### Document passage
********************
What makes a film a classic? Can a movie qualify as such, if it was both a box office failure on its release and still remains largely unknown? Surely yes, if its quality is such that it stands the test of time. Fail-Safe is such a candidate.
A radar alert at Strategic Air Command (SAC) triggers the precautionary deployment of nuclear armed US bombers, to their fail safe point. The source of the alert turns out to be a civilian aircraft which is off-course. However a system error (caused by faulty hardware being replaced) triggers a “Go!” signal, sending the bombers on an attack course to Moscow. There are only a few minutes to potentially cancel the attack. However, Russian jamming prevents communication between SAC and the bomber crews. Can total nuclear war be averted?
In a bunker beneath the White House, the President (Henry Fonda) aided by a Russian translator (Larry Hagman) communicates by telephone with (initially) advisors at the Pentagon and (subsequently) the Russian Premier. Among the advisors are two who act as the angel and devil on the President’s shoulders. General Black (Dan O’Herlihy) is an old college friend of the President and as military men go, a dove. He regards averting war as the priority. Professor Groeteschele (Walter Matthau) is a hawkish political scientist and game theorist, who believes in a winnable nuclear war.
********************
### Dataset entries
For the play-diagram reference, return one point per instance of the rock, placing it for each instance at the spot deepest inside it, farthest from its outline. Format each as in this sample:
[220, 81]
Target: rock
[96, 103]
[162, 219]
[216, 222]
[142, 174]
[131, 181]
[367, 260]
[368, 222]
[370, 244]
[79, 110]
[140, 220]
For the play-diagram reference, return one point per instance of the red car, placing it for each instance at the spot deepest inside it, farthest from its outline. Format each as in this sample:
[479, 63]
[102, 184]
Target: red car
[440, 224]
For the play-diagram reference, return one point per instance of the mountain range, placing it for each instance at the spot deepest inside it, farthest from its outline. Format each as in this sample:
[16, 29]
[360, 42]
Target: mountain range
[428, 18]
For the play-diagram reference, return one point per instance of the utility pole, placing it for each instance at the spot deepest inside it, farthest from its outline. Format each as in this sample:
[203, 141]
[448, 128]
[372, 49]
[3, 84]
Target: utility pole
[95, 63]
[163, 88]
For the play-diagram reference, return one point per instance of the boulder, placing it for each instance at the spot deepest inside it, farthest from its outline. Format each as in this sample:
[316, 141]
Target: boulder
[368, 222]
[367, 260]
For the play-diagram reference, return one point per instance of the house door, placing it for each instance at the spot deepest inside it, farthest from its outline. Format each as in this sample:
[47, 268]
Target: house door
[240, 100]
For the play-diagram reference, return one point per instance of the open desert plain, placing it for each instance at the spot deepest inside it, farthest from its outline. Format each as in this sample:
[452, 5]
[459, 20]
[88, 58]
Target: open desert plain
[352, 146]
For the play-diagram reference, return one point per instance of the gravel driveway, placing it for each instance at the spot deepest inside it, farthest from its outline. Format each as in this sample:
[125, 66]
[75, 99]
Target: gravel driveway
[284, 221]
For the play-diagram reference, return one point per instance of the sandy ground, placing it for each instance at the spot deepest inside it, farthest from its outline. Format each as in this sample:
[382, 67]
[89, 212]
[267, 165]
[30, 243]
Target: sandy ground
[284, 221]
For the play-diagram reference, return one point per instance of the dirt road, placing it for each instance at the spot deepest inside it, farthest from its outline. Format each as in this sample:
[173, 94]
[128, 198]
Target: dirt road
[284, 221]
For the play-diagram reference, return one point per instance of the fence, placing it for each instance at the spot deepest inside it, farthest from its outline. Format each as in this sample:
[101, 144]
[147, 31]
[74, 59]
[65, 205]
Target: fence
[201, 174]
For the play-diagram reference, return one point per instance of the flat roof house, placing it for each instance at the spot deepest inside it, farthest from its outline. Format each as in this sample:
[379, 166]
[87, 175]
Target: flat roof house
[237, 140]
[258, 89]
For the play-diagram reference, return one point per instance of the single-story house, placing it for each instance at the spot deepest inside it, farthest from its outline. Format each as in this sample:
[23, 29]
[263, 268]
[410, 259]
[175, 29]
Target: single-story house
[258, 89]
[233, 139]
********************
### Parts of the exercise
A) In the Fail-Safe review, what caused the system error that sends the "Go!" signal to the bombers?
B) Carry on the Fail-Safe review from the point where it stops.

### Task results
A) Faulty hardware that was being replaced.

B)
After a slow (but measured) start, the film becomes a study in escalating claustrophobic tension. It’s beautifully shot in black and white, with strong lighting. Fonda is everything one could want in a US President, smart, dignified and radiating integrity. Fiction is (alas!) more reassuring than reality. Sydney Lumet directs effectively, renewing his partnership with Fonda from 12 Angry Men. At one point Fonda echoes his Juror 8 character, asking the Russian Premier, “Is it possible? Could it have happened?”
There is one incredibly lengthy two-shot of Fonda and Hagman, during the first call to the Russian Premier. As the tension escalates later in the film, the pace of editing increases dramatically, visually underscoring events.
Fail Safe is a product of its Cold War era. However, it is also about the relationship between humans and technology. A topic which has grown more relevant over time.
At one point, Groeteschele says of the Russians, “They’re not motivated by human emotions such as rage and pity. They are calculating machines. They will look at the balance sheet, and they will see they cannot win.” Ironically, he could almost be describing himself.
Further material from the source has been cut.